■ EXERCISE DETAILS: Restate each entry word for word, leaving nothing out.

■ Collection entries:

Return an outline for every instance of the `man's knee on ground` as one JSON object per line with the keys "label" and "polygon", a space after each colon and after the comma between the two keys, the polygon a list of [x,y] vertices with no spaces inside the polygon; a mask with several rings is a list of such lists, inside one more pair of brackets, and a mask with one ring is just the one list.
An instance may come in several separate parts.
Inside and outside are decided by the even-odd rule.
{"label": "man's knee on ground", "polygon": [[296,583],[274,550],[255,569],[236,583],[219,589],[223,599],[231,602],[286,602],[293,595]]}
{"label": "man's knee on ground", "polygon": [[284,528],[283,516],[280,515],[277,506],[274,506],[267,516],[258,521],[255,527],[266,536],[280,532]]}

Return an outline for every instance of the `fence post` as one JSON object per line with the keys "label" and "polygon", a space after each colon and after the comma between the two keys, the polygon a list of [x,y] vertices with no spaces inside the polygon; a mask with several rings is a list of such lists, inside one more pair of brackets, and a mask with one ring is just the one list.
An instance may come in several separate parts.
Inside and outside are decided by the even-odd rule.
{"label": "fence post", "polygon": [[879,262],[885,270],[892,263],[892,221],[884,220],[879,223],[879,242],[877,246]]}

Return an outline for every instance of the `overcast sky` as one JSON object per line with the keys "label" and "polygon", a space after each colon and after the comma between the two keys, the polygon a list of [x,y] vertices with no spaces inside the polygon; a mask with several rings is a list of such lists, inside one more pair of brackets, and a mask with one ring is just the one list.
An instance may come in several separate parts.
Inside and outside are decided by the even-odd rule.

■ WRITTEN SOLUTION:
Return an outline for every instance of the `man's knee on ground` as one JSON object per line with the keys "label" and "polygon", a space after each colon and after the comma between the two keys, the polygon a list of [x,y] vertices with no spaces inside the polygon; a mask with several rings is a list of such lists, inside one more pair of brackets, and a mask with one ring is just the one list.
An instance may come in several separate parts.
Inside and outside are decided by the even-odd rule.
{"label": "man's knee on ground", "polygon": [[296,583],[274,550],[255,569],[236,583],[219,589],[223,599],[231,602],[286,602],[293,595]]}
{"label": "man's knee on ground", "polygon": [[284,528],[283,516],[280,515],[277,506],[274,506],[267,516],[258,521],[255,527],[266,536],[280,532]]}

Return an outline for every instance of the `fence post` as one JSON object per line with the keys "label" and "polygon", a space after each colon and after the comma between the two keys, the polygon a list of [x,y] vertices with no spaces inside the polygon; a mask with several rings is a list of such lists, inside one more pair of brackets, and a mask with one ring is just the one list.
An instance may come in several separate parts.
Inside and outside are decided by the even-odd rule.
{"label": "fence post", "polygon": [[879,262],[885,270],[892,263],[892,221],[884,220],[879,223],[879,242],[877,246]]}

Return an outline for every instance of the `overcast sky` as one JSON object per line with the keys "label" and "polygon", a space after each colon and after the comma between the two keys, the polygon a list of [x,y] vertices with no spaces inside the polygon; a mask with several rings is a list of such lists, inside one more pair of brackets, and a mask with one ring is just the one list.
An instance may come in several separate parts.
Inside and outside are decided by the even-odd rule.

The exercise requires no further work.